■ CHALLENGE
Reproduce the part of the items that opens with the line containing "May I please request that you find the dense" and runs through the last line of the items, keeping every line exactly the same.

■ Detection annotation records

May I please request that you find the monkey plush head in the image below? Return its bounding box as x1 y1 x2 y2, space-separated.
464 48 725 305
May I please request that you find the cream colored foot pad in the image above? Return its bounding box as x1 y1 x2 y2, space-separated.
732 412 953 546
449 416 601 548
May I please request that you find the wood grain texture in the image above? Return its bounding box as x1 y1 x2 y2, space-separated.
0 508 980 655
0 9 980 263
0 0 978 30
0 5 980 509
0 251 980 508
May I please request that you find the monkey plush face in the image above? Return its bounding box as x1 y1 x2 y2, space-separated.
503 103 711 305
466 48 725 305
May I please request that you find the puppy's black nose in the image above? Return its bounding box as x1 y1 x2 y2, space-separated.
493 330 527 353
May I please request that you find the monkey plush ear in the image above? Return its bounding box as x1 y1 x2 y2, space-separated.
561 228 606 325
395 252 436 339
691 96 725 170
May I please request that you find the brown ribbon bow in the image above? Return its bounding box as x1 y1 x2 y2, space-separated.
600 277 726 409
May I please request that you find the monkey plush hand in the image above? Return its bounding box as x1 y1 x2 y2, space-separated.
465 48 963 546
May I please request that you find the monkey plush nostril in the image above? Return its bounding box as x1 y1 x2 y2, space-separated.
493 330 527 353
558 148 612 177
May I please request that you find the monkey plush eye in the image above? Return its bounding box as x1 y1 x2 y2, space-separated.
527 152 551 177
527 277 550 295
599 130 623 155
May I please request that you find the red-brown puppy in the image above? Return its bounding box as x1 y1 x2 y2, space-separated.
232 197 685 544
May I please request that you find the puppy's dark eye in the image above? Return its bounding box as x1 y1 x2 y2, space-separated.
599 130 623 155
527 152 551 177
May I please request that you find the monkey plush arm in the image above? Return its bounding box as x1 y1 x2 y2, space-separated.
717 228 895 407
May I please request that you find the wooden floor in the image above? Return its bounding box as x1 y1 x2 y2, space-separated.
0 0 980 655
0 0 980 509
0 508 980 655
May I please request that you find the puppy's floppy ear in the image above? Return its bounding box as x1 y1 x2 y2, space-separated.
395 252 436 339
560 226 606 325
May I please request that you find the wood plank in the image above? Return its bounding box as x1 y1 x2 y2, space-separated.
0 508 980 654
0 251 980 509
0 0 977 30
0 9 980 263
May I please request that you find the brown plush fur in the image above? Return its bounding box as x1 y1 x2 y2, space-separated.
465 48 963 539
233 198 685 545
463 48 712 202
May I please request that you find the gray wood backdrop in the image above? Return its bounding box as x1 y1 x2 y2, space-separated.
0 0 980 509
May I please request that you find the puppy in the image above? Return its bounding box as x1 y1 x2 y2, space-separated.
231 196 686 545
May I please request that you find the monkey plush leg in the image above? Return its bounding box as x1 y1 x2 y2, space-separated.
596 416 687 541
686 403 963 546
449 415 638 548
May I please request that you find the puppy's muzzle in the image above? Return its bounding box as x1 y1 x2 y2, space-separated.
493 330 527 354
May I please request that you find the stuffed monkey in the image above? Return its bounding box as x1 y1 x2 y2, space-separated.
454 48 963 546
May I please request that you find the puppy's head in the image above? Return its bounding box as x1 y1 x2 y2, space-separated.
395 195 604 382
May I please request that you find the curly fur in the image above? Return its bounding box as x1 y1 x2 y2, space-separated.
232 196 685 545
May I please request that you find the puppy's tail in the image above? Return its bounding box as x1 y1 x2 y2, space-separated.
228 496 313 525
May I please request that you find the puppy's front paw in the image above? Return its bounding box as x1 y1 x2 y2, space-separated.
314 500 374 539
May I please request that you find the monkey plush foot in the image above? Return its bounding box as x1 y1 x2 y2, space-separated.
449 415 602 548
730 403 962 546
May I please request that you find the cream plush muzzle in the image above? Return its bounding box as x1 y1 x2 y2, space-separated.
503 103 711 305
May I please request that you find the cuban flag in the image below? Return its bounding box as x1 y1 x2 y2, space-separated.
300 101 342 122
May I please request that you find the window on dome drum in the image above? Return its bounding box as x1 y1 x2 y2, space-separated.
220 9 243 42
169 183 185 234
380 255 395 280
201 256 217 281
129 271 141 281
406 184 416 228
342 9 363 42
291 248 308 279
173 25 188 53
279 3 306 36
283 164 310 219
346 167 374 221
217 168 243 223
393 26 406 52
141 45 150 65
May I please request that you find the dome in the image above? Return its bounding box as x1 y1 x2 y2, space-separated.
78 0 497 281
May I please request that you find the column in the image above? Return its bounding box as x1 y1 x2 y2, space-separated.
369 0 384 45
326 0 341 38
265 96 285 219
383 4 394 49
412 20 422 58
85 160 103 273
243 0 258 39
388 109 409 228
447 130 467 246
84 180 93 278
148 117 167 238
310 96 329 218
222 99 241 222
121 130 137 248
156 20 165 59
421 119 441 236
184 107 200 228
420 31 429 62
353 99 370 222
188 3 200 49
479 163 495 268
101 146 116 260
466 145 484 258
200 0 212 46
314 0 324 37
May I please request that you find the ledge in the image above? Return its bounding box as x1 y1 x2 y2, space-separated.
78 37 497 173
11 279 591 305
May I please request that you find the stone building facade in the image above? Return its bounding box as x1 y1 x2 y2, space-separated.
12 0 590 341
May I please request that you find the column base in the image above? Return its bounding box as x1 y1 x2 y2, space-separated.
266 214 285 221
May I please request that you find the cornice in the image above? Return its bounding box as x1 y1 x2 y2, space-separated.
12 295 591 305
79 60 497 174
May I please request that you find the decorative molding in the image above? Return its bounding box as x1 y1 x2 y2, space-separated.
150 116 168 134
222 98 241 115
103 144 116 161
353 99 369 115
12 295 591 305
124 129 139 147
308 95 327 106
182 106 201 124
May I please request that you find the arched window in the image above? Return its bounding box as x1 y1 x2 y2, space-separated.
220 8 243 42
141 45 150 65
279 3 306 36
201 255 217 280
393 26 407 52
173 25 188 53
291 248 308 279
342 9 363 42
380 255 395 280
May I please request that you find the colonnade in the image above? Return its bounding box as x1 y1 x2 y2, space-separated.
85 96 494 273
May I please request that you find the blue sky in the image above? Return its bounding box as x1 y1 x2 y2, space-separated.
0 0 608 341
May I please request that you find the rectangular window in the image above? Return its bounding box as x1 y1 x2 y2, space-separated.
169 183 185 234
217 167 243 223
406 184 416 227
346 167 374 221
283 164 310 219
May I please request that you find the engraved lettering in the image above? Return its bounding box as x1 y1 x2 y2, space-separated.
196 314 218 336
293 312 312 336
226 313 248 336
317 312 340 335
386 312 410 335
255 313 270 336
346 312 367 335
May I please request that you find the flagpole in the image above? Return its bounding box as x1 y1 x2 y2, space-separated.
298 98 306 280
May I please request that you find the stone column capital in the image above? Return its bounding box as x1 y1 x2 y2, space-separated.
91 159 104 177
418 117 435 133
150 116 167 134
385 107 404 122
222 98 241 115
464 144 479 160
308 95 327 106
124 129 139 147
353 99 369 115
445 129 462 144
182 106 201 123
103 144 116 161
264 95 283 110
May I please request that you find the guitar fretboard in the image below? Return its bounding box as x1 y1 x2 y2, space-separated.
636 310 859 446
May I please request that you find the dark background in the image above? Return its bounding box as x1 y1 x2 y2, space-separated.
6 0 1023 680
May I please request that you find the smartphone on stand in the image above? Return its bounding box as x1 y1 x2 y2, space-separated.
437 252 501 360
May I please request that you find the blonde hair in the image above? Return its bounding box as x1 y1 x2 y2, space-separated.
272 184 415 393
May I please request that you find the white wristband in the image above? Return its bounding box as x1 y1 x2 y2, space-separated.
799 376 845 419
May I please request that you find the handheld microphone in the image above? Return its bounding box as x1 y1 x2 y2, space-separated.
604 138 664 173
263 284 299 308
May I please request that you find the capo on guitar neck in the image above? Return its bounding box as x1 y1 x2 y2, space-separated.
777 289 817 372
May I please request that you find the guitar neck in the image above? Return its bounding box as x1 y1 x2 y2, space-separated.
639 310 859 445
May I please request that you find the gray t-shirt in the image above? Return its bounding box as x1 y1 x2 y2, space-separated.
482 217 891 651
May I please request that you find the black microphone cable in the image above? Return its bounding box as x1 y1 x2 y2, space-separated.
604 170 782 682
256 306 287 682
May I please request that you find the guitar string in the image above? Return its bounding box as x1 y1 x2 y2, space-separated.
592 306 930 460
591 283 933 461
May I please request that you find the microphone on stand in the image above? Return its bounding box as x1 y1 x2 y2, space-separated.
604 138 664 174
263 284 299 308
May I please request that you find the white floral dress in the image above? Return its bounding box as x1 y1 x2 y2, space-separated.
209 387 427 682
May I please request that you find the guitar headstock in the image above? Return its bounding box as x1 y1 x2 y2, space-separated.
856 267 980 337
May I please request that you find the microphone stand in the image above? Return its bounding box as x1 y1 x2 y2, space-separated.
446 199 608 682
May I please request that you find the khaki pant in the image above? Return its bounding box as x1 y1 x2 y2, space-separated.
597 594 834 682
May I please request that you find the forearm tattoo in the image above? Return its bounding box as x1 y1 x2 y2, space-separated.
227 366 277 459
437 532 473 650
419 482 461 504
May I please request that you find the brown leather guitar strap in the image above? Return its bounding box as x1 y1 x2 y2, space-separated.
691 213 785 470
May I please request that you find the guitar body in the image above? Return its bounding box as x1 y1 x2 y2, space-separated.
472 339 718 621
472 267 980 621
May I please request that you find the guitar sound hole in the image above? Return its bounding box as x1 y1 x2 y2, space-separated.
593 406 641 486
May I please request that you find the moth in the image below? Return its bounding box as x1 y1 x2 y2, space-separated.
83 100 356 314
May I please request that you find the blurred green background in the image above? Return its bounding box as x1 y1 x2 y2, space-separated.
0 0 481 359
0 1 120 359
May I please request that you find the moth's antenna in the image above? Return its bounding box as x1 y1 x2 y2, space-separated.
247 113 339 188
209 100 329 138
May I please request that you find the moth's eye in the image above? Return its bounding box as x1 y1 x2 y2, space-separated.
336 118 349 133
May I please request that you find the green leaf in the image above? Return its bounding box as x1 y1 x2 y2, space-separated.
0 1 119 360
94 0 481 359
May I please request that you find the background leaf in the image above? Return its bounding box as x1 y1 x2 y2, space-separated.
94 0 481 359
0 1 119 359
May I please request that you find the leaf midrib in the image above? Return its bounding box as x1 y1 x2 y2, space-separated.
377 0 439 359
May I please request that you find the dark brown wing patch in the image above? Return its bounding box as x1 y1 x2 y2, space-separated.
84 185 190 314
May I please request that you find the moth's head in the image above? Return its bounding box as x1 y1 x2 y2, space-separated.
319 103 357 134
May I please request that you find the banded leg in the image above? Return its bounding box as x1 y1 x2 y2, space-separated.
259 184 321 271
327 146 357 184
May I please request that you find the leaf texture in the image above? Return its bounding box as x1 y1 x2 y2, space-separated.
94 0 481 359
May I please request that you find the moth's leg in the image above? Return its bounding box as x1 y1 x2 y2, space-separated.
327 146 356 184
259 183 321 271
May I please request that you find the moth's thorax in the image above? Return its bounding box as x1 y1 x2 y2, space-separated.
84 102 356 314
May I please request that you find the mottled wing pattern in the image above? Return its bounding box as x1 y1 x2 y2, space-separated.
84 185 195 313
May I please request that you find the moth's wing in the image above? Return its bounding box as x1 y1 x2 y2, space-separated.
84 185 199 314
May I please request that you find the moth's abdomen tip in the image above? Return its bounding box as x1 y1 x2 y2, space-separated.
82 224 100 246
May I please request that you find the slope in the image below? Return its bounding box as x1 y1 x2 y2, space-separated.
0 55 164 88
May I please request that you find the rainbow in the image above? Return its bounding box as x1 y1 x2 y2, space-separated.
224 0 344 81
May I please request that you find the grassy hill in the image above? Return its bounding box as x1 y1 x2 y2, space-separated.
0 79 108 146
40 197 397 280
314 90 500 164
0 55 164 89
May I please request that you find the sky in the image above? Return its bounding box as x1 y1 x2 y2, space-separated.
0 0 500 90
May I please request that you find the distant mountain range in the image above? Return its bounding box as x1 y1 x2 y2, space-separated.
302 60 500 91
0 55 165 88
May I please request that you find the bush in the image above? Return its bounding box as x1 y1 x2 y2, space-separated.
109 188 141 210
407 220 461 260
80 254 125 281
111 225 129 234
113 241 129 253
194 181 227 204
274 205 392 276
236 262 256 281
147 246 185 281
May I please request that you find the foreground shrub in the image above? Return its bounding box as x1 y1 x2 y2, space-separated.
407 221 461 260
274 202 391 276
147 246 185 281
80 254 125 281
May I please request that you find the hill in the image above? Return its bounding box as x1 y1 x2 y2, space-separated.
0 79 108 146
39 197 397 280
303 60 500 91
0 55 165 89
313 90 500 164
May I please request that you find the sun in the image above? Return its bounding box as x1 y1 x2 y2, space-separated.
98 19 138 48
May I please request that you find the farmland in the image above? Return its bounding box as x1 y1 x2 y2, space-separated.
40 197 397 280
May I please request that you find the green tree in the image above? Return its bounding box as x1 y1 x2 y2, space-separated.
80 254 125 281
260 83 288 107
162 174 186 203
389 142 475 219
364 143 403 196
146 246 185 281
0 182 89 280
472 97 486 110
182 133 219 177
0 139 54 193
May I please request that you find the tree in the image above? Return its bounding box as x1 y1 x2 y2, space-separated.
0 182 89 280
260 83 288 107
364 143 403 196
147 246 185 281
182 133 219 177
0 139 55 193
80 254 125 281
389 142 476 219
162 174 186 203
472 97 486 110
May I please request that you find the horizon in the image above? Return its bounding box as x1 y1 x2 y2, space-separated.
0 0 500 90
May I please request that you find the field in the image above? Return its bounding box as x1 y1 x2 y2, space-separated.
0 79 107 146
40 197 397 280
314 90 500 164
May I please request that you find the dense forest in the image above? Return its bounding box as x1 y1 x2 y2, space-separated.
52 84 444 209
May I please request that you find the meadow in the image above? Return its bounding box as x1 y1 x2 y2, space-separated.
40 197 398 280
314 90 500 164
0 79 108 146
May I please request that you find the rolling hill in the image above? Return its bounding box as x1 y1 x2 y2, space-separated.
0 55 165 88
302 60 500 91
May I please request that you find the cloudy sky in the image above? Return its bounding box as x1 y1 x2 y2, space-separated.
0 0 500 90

■ REPLY
May I please request that you find the dense forest in the image above? Return its bounding box as x1 y1 x2 y2, space-separated.
52 84 444 209
May I please request that you find the meadow in the image above? Return its bounding box as x1 y1 x2 y2, space-separated.
40 197 398 280
314 90 500 164
0 79 108 146
May I please request that you find the rolling hill in the image above? Return its bounding box as x1 y1 x2 y2, space-separated.
0 55 165 88
302 60 500 91
May I please request that you find the cloudy sky in the image above? Return its bounding box as x1 y1 x2 y2, space-separated.
0 0 500 90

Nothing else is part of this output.